● **Description of the task**
Please turn the lines from the one containing "286L598 293L600 269L558" through the one containing "positive clicks: (564, 290)" into a Markdown table with the columns "Number" and "Line," omitting any blank lines.
(Beginning of Material for this task)
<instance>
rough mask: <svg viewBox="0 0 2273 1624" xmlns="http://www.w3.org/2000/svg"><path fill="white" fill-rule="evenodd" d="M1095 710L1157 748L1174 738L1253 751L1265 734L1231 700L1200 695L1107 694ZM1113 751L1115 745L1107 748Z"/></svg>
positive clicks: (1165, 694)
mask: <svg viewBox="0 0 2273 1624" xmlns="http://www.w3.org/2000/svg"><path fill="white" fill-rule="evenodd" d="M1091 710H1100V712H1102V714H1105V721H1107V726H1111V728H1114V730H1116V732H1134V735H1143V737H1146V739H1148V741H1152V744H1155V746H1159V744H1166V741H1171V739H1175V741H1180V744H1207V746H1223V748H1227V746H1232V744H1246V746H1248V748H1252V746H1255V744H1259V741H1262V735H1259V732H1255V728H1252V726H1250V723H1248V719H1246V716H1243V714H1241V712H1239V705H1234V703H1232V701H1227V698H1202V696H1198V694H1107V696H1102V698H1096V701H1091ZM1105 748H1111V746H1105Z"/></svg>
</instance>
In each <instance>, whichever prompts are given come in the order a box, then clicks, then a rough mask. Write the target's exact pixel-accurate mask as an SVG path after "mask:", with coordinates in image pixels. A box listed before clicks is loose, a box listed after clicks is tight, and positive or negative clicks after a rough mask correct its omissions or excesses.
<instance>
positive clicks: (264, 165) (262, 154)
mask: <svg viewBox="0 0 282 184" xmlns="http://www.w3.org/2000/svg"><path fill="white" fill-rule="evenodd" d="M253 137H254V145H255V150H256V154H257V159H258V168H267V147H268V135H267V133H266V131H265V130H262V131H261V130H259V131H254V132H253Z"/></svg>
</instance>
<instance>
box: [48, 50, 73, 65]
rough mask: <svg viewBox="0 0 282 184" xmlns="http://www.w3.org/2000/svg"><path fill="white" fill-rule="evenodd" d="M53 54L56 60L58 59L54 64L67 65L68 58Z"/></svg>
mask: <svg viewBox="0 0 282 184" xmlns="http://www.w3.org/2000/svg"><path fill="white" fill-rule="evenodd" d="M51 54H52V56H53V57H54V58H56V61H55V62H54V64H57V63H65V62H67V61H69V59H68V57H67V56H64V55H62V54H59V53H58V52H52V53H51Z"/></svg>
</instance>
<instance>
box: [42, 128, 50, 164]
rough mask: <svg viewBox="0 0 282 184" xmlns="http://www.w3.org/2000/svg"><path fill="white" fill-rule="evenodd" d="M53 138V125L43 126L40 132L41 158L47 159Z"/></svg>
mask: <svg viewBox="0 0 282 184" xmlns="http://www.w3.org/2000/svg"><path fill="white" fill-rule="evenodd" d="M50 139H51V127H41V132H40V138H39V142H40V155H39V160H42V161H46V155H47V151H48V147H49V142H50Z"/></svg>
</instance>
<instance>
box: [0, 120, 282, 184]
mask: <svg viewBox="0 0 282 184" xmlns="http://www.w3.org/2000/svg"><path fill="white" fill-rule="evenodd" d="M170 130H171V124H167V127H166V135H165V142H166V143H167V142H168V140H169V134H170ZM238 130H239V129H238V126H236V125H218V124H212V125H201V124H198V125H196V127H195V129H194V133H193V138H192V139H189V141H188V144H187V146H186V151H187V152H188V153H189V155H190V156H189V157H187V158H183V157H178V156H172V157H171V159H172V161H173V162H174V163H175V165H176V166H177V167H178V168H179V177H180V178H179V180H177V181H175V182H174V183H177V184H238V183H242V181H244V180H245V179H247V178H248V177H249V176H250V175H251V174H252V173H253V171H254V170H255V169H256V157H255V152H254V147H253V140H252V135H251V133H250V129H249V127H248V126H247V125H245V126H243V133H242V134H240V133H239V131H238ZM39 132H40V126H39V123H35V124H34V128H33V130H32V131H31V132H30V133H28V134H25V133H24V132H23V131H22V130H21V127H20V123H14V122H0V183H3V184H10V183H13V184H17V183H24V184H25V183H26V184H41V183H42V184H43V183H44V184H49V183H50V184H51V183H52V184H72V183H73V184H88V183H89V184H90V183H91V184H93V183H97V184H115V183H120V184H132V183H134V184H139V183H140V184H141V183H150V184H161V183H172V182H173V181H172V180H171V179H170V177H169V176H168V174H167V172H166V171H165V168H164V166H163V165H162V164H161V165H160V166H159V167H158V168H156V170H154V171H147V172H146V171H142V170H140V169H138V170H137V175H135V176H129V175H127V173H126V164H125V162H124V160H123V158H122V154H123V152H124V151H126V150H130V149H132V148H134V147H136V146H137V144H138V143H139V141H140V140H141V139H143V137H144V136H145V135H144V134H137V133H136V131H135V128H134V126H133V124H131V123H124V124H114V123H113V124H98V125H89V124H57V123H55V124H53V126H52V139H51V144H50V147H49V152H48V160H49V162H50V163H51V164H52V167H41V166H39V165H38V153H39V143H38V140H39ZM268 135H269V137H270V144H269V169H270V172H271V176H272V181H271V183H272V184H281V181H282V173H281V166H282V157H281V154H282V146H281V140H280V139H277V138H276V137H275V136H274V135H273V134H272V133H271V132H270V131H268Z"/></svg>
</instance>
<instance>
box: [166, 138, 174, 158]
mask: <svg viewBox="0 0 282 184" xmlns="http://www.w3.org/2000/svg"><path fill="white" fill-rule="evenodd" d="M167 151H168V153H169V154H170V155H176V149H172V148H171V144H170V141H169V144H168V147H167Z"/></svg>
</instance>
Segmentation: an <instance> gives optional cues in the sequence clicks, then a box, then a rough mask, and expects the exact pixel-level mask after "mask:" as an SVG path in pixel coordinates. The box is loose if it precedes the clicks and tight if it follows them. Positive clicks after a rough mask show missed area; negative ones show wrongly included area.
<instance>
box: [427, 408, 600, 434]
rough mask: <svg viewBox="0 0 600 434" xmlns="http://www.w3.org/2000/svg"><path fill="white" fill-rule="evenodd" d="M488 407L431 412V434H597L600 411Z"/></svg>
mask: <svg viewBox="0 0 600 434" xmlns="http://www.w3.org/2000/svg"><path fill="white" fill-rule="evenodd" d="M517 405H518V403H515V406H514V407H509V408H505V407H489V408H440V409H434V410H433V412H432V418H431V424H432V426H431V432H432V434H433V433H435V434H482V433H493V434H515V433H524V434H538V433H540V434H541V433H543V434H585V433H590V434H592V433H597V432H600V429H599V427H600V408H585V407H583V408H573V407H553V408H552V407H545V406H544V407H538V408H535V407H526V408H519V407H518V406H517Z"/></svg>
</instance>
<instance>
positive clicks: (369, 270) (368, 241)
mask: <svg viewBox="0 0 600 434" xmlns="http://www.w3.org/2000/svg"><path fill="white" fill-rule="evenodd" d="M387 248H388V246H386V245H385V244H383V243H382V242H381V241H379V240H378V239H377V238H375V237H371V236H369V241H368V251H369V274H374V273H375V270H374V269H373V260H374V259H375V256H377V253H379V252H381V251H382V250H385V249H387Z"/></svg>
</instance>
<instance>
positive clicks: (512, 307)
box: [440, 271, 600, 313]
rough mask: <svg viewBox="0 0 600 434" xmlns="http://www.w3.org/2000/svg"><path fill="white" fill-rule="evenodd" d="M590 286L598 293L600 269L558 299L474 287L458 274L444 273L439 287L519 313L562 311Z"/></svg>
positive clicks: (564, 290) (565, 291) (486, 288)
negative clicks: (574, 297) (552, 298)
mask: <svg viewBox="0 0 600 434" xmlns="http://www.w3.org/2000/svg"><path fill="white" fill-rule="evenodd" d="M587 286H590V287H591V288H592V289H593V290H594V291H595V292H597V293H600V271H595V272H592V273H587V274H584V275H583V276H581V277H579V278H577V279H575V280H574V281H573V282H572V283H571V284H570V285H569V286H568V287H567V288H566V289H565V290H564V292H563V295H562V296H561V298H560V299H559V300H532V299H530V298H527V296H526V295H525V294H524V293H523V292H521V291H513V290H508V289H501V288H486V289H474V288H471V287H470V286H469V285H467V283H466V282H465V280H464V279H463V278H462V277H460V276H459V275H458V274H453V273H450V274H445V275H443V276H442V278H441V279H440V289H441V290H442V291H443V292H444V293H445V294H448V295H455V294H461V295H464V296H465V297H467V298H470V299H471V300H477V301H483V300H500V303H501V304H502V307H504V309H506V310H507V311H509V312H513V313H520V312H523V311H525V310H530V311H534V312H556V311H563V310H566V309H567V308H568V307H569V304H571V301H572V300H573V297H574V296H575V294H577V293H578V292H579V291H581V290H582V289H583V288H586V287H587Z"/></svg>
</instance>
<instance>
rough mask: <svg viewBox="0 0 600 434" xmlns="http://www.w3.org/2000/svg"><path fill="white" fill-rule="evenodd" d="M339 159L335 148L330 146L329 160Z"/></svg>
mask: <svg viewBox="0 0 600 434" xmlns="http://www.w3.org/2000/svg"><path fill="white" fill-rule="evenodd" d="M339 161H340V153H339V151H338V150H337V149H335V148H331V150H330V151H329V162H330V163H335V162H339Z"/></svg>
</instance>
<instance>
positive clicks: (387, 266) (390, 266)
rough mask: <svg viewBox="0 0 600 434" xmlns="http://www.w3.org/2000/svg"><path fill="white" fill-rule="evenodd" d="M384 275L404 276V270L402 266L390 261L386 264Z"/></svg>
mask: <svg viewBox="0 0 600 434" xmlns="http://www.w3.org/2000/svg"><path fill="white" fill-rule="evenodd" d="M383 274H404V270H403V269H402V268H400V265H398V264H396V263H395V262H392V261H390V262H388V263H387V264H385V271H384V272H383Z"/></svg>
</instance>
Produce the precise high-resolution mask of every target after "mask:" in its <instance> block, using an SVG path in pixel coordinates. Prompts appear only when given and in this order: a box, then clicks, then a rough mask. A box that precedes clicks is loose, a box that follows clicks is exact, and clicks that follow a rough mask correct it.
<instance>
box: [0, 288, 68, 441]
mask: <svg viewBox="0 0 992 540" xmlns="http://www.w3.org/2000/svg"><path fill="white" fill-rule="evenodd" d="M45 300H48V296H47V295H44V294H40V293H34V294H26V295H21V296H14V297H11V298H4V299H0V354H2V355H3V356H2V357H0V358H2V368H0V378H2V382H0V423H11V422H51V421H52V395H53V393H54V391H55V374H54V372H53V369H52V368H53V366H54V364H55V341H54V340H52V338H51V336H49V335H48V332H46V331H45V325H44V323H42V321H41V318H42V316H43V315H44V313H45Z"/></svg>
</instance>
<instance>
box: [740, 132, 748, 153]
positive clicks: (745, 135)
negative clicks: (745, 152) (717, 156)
(End of Material for this task)
● **Exercise solution**
| Number | Line |
|---|---|
| 1 | rough mask: <svg viewBox="0 0 600 434" xmlns="http://www.w3.org/2000/svg"><path fill="white" fill-rule="evenodd" d="M590 286L598 293L600 269L558 299L474 287L458 274L444 273L439 287L519 313L562 311Z"/></svg> |
| 2 | positive clicks: (564, 290) (565, 291) (486, 288) |